◆ **Problem description**
In the records below, begin at the line containing "column 187, row 32" and end at the line containing "column 122, row 32"; quote every line in that span exactly, including both boundary lines, and no others.

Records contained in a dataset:
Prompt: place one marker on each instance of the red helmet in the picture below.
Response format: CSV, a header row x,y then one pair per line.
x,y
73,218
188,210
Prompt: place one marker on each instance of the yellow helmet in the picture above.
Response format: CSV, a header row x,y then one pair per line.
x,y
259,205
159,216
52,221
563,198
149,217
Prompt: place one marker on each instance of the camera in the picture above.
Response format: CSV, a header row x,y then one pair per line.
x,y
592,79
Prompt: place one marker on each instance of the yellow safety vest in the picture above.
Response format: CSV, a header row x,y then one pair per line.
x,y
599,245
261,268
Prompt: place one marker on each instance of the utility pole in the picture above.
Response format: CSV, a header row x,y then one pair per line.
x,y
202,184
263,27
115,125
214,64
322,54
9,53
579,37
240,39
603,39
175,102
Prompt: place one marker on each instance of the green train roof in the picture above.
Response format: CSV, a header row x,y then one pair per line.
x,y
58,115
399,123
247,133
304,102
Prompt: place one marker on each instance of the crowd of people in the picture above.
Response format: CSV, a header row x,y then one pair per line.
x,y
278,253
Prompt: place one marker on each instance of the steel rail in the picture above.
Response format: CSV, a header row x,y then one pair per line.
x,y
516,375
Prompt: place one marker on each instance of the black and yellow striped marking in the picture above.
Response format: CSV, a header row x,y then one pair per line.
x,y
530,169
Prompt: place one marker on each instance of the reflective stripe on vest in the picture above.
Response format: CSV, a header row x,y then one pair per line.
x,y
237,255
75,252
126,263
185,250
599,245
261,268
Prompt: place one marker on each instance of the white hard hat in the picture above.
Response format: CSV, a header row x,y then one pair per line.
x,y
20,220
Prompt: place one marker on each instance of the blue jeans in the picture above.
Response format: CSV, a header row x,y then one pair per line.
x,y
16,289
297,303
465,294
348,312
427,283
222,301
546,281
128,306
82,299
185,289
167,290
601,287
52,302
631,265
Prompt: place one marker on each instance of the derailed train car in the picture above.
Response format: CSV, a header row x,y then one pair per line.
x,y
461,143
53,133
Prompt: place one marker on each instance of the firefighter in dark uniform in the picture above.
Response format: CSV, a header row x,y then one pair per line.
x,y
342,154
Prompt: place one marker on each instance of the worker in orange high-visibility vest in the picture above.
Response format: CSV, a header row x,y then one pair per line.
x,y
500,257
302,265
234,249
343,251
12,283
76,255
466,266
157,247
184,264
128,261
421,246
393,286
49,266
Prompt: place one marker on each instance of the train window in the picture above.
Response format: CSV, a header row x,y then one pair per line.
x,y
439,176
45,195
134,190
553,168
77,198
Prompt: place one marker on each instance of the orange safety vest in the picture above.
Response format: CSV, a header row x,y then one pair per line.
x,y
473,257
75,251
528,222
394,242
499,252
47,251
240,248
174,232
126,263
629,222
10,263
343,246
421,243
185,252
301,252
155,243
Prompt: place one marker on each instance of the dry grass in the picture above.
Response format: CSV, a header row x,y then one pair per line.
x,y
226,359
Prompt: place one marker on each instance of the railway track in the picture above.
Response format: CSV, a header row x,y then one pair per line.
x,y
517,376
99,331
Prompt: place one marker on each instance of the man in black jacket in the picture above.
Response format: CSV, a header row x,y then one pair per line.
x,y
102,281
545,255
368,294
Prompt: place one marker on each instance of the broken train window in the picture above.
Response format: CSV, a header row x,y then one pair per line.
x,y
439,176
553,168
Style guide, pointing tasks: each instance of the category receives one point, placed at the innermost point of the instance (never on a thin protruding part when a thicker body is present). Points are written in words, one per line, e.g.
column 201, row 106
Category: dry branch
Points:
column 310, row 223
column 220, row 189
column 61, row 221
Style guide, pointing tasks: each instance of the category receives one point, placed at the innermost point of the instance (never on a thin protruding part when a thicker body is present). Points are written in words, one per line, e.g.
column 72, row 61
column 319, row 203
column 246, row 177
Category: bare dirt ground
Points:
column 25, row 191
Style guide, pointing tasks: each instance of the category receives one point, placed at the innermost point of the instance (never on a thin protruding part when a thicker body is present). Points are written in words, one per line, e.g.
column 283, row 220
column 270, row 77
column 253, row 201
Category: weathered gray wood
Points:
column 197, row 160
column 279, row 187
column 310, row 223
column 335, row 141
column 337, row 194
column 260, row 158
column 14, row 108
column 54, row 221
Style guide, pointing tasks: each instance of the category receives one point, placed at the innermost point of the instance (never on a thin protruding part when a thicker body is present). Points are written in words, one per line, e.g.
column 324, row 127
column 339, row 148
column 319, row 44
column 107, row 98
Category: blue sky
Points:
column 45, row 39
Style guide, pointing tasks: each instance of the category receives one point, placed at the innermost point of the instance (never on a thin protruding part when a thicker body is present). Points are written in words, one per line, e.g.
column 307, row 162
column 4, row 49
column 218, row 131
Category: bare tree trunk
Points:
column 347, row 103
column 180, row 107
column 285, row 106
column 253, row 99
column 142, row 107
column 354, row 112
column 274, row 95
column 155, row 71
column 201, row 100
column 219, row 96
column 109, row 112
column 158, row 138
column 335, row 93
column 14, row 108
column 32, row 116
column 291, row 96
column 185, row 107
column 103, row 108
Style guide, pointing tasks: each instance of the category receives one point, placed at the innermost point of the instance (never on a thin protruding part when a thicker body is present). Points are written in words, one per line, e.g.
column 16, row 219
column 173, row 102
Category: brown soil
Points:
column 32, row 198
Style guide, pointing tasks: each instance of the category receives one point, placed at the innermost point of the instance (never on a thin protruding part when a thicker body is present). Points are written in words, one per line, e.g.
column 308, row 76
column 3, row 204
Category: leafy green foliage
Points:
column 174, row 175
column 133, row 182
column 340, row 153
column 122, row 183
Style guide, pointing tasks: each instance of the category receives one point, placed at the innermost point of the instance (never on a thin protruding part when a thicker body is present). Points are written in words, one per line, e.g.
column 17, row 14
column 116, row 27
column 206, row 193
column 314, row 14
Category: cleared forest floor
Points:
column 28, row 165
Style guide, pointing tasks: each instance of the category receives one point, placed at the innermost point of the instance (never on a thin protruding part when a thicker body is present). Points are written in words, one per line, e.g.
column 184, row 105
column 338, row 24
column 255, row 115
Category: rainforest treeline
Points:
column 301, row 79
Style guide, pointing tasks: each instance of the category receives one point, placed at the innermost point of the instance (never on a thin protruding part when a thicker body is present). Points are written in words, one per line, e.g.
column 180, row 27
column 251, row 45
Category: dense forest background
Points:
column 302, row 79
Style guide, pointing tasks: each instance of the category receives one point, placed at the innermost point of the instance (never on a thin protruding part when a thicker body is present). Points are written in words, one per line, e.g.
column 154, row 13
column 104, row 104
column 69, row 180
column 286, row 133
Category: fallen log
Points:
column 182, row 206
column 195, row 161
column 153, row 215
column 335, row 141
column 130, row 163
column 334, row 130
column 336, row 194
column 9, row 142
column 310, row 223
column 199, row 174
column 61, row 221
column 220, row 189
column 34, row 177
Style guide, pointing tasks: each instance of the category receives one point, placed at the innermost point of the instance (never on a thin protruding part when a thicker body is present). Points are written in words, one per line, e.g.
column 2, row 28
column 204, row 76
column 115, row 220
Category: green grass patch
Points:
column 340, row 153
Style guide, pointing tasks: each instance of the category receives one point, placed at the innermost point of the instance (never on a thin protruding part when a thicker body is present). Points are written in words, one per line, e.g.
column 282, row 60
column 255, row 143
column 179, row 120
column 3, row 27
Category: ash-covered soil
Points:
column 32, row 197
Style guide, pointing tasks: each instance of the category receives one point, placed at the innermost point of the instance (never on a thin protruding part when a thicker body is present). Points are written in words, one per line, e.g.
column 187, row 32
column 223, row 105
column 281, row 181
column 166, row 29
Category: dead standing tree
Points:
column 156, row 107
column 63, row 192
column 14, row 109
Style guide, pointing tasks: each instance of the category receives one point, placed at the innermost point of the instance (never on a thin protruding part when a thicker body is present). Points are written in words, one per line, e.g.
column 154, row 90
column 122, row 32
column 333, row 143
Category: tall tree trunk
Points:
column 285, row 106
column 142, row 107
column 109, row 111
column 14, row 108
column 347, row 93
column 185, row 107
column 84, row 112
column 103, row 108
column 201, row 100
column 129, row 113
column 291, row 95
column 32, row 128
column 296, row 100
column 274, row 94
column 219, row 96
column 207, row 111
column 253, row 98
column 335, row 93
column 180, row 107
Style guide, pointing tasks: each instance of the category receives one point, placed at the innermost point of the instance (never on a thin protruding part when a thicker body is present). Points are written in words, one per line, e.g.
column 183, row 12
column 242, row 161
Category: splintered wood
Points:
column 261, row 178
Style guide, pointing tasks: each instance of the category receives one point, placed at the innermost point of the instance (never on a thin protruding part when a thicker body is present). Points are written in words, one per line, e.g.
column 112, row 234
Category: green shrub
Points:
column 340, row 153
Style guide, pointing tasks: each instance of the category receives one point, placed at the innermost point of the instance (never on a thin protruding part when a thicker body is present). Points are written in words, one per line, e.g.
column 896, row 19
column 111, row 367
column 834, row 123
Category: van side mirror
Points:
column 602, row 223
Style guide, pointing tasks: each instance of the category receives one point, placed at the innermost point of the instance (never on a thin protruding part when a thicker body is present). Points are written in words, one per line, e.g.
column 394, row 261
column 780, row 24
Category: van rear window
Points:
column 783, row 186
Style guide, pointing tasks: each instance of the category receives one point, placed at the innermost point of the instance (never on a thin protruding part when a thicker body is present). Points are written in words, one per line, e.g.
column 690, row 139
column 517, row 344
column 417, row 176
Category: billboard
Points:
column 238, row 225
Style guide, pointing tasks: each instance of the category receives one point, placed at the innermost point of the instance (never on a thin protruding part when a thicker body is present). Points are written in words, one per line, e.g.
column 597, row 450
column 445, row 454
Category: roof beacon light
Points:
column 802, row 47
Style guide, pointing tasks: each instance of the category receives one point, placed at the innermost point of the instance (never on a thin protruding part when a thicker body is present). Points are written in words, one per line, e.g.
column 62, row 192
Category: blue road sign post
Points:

◆ **Task output**
column 187, row 32
column 223, row 105
column 281, row 181
column 166, row 29
Category: dead standing tree
Points:
column 156, row 107
column 63, row 192
column 14, row 109
Style guide, pointing tasks: each instance of the category receives one point, placed at the innermost point of the instance (never on a thin protruding part when a thicker body is present). Points are written in words, one per line, e.g.
column 154, row 90
column 122, row 32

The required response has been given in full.